Parfois le texte tend à la formule, à la maxime dans le goût des philosophes latins ou des moralistes français du Grand Siècle. Là encore, il ne s’agit pas de faire le poète, comme il le dénonce à la fin d’un texte. Il s’agit de condenser en quelques mots une idée qui aide à vivre ou en tout cas à ne pas sombrer : « mieux vaut les rétines brûlées que de ne fixer que les ombres » ou bien : « grandir, c’est peut-être cesser de croire qu’une douleur nous ressemble plus qu’un sourire ». Quelques préceptes aussi comme celui-ci : « exténuer les muscles pour être un peu tranquille », participent également de cet effort pour vivre, pour être un père.

Un sol trop fertile est à considérer en ce sens d’une élucidation de soi où ne cessent de pousser et de repousser les anciennes mauvaises graines, les graines de peur et de douleur que l’âge adulte manifestement n’est pas parvenu à arracher. Les pages où le poète évoque l’un de ses emportements sont particulièrement impressionnantes : « tu ne sors plus de cette colère. Cela fait plusieurs semaines que tu rumines les paroles humiliantes qu’un collègue a adressées à tes élèves / tu te vois l’attraper au col. Le projeter au sol. Lui écraser la glotte / dans ton miroir, tu surprends le visage de ton père, tordu par un cri silencieux, traits écrasés, salive amère ». La position du corps à terre, les sons qui ne sortent plus de la bouche et jusqu’à l’absence assez étonnante de la mère qui n’existe plus qu’à l’état résiduel d’une humeur dans la bouche rappellent immédiatement au lecteur ce qu’a subi l’auteur enfant. C’est tout cela qui forme ce sol bien trop fertile du titre. Mais sourd également une révolte contre la complaisance dans le malheur : « non. Je refuse de me laisser contaminer par le venin de cet enfant blessé amoureux de sa blessure / […] une blessure est un sol trop fertile ». L’impudeur, nous l’avons dit, n’est pas le fort de Cédric Le Penven, ni la complaisance. Et quand il estimera, avoir trouvé « la formule » qui lui permettra de s’en sortir (« comment celui qui fut battu par son père a-t-il pu battre son fils », s’interroge-t-il), de sortir de soi et de son enfance, à la dernière page, il ouvre « grand la fenêtre » et accueille « l’infinie variation du monde », preuve, s’il en était besoin, que sa souffrance n’était pas complaisance impudique, délectation narcissique. Rares sont les œuvres poétiques donnant autant le sentiment d’engager l’être dans une telle recherche vraie de soi-même, sans tricher, sans viser quelque effet esthétique, et parvenant quand même à nous laisser une évidente impression de réussite littéraire. Un sol trop fertile est de celles-ci.

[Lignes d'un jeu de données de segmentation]
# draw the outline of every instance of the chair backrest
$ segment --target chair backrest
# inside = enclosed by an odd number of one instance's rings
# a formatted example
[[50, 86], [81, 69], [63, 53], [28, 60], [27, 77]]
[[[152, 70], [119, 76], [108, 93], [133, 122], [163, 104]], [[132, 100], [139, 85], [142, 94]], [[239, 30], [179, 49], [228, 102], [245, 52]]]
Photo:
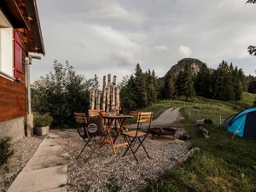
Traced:
[[137, 114], [137, 128], [142, 128], [143, 123], [148, 123], [145, 127], [147, 130], [150, 129], [151, 121], [153, 119], [153, 112], [139, 112]]
[[85, 113], [73, 113], [73, 117], [76, 122], [76, 128], [78, 129], [79, 134], [82, 138], [87, 137], [86, 133], [86, 124], [87, 119]]
[[76, 125], [79, 135], [83, 138], [87, 138], [96, 136], [103, 136], [104, 129], [102, 117], [98, 115], [95, 117], [85, 117], [85, 113], [73, 113]]
[[131, 125], [131, 124], [136, 124], [137, 120], [137, 115], [142, 111], [130, 111], [130, 115], [132, 116], [132, 118], [130, 119], [129, 125]]
[[88, 110], [88, 115], [89, 117], [95, 117], [95, 116], [99, 116], [101, 109], [89, 109]]
[[74, 116], [76, 123], [79, 123], [79, 124], [86, 124], [87, 123], [87, 119], [86, 119], [85, 113], [73, 113], [73, 116]]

[Consignes]
• 1. Reproduisez à l'identique le passage du compte rendu sur Un sol trop fertile qui va de "Parfois le texte" jusqu'à "être un père.".
• 2. Traduisez en anglais cette phrase du compte rendu sur Un sol trop fertile : « C’est tout cela qui forme ce sol bien trop fertile du titre. »
Les entrées n'interviennent en rien ici.

[Résultats]
• 1.
Parfois le texte tend à la formule, à la maxime dans le goût des philosophes latins ou des moralistes français du Grand Siècle. Là encore, il ne s’agit pas de faire le poète, comme il le dénonce à la fin d’un texte. Il s’agit de condenser en quelques mots une idée qui aide à vivre ou en tout cas à ne pas sombrer : « mieux vaut les rétines brûlées que de ne fixer que les ombres » ou bien : « grandir, c’est peut-être cesser de croire qu’une douleur nous ressemble plus qu’un sourire ». Quelques préceptes aussi comme celui-ci : « exténuer les muscles pour être un peu tranquille », participent également de cet effort pour vivre, pour être un père.

• 2. It is all of this that makes up the far too fertile soil of the title.